Soal latihan A:
Terjemahkan kalimat "Sajak-sajak cintanya yang naratif itu bisa dilacak pada laman facebooknya." dari tulisan tentang Kiai M. Faizi ke dalam bahasa Inggris.
Soal latihan B:
Rangkum tulisan tentang Kiai M. Faizi dalam dua kalimat.
Soal latihan C:
Tuliskan kembali tanpa perubahan bagian tulisan tentang Kiai M. Faizi mulai dari "Sumenep-Kiai M. Faizi" sampai dengan "kekasih untuk selamanya.".

Kutipan dokumen:
········
Sumenep-Kiai M. Faizi atau yang beberapa tahun silam saya sebut sebagai Penyair Sadal Jepit, tengah berduka. Tidak tanggung, kali ini masuk kategori Duka Lara, karena setelah duka itu menimpanya, ia masih saja didera deritanya. Bukan tanpa alasan ia menanggung Duka Lara itu, karena musababnya adalah kepergian sang kekasih untuk selamanya.

Duka lara itu, ia tuangkan dalam sajak-sajaknya. Tepatnya, sajak-sajak cinta, serupa sajak-sajak Qois untuk Laila. Sajak-sajak cintanya yang naratif itu bisa dilacak pada laman facebooknya. Bagi pembaca yang masih level syariat, akan menyangka Kiai Faizi meratapi kepergian  kekasihnya yang dalam agama dilarang, tapi bagi level hakikat atau yang sudah maqomnya wali, sajak-saja Kiai Faizi sekadar luapan cinta belaka yang baru terasa ketika cinta itu tidak di sisinya lagi.

Entah, bagi Kiai Faizi sendiri. Apakah sajak-sajak itu ungkapan level syariat atau level hakikat, tapi paling tidak Kiai Faizi sudah punya pengetahuan tentang agama, meski cinta kadang membutakan siapa saja.
········
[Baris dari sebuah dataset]

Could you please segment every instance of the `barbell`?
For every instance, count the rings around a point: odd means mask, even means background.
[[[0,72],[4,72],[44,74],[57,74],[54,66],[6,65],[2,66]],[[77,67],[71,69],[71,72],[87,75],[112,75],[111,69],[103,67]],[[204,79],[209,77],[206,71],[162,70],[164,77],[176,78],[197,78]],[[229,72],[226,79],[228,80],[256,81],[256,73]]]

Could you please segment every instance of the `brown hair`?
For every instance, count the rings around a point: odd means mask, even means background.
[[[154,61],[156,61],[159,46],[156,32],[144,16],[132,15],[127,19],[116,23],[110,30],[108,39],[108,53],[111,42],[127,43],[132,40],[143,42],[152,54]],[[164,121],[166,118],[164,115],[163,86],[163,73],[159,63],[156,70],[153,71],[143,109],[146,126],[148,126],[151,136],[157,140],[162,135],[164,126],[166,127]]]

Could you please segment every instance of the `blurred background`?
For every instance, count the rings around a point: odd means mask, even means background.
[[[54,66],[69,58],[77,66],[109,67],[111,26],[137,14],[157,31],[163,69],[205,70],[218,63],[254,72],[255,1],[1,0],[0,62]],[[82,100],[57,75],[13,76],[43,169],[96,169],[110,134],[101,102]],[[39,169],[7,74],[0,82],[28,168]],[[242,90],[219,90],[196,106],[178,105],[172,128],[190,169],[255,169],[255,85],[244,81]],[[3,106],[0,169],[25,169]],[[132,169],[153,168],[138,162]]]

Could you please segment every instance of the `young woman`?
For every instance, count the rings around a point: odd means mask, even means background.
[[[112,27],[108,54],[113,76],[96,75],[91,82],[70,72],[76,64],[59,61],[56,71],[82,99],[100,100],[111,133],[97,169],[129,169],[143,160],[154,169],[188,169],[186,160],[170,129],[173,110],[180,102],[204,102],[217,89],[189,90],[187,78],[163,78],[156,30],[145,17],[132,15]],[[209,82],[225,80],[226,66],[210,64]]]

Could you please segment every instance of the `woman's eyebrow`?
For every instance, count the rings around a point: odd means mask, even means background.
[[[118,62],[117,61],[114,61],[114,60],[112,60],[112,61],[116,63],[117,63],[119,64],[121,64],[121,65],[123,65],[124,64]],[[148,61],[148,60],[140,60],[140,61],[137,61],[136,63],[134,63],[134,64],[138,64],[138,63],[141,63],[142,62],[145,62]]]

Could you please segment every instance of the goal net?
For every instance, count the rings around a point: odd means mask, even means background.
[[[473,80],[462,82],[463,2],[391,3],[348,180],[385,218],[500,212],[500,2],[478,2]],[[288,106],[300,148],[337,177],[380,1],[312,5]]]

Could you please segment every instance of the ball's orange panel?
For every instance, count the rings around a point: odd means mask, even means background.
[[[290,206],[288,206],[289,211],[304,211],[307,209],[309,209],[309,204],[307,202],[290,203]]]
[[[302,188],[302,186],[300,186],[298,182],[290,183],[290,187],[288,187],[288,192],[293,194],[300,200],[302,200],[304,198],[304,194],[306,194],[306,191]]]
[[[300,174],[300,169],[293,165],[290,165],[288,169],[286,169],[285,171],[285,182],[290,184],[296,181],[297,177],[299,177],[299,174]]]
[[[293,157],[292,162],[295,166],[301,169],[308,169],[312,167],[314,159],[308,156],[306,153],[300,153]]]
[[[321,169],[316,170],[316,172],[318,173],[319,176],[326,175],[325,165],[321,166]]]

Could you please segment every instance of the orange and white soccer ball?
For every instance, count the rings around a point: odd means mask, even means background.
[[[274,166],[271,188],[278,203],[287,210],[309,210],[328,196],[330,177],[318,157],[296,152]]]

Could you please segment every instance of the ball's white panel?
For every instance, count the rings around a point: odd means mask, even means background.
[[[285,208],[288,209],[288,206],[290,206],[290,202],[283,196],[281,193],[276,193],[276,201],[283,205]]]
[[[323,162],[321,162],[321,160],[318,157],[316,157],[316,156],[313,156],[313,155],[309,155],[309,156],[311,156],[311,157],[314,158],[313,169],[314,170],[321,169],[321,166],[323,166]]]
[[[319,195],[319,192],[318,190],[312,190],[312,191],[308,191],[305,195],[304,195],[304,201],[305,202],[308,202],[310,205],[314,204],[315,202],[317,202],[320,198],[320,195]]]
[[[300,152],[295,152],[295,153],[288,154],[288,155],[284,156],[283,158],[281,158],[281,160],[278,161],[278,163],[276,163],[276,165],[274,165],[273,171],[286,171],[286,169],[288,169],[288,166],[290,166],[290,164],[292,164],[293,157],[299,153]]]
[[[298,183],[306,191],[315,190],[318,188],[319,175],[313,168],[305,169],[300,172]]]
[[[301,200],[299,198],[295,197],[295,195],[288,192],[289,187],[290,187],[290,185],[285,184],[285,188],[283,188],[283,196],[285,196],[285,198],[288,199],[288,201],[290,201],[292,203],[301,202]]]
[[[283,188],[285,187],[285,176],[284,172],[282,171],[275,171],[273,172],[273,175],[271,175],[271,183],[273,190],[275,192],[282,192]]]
········
Hasil akhir A:
His narrative love poems can be traced on his Facebook page.

Hasil akhir B:
Kiai M. Faizi tengah dilanda duka lara karena kepergian sang kekasih untuk selamanya, lalu menuangkan duka itu dalam sajak-sajak cinta yang bisa dilacak di laman facebooknya. Pembaca level syariat akan menyangka ia meratapi kepergian kekasih yang dilarang agama, sedangkan bagi level hakikat sajak-sajak itu sekadar luapan cinta yang baru terasa ketika cinta itu tidak lagi di sisinya.

Hasil akhir C:
Sumenep-Kiai M. Faizi atau yang beberapa tahun silam saya sebut sebagai Penyair Sadal Jepit, tengah berduka. Tidak tanggung, kali ini masuk kategori Duka Lara, karena setelah duka itu menimpanya, ia masih saja didera deritanya. Bukan tanpa alasan ia menanggung Duka Lara itu, karena musababnya adalah kepergian sang kekasih untuk selamanya.